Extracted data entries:
· · · ·
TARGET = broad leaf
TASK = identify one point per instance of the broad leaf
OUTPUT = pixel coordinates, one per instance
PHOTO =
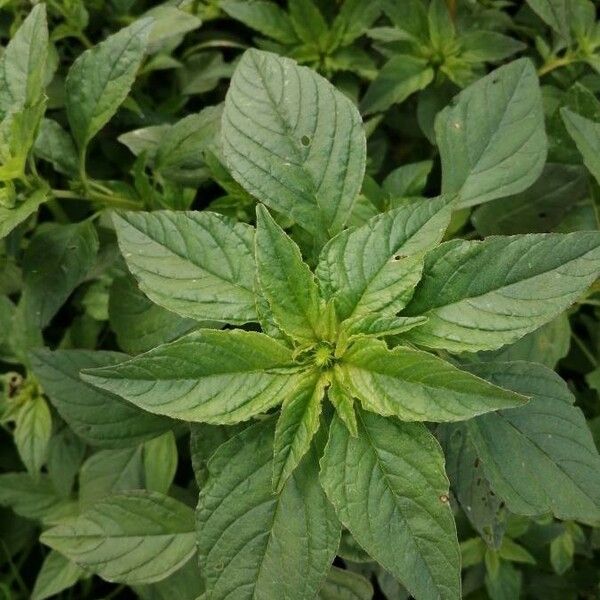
(282, 544)
(491, 138)
(134, 537)
(292, 155)
(417, 386)
(389, 489)
(197, 264)
(100, 79)
(100, 418)
(285, 281)
(207, 376)
(371, 269)
(482, 295)
(541, 457)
· · · ·
* **The task**
Please rewrite the listing above, substituting "wide leaf" for each "broad leaf" and keeping everything else unchanged. Leave the pictures out of your answer.

* **Answer to the task**
TARGET = wide leaf
TASK = identify one point per instance of the wide leaf
OUTPUT = pixel coordinates, one per instance
PHOTO =
(282, 544)
(491, 138)
(134, 537)
(292, 155)
(417, 386)
(389, 489)
(197, 264)
(100, 79)
(100, 418)
(285, 281)
(207, 376)
(371, 269)
(482, 295)
(541, 457)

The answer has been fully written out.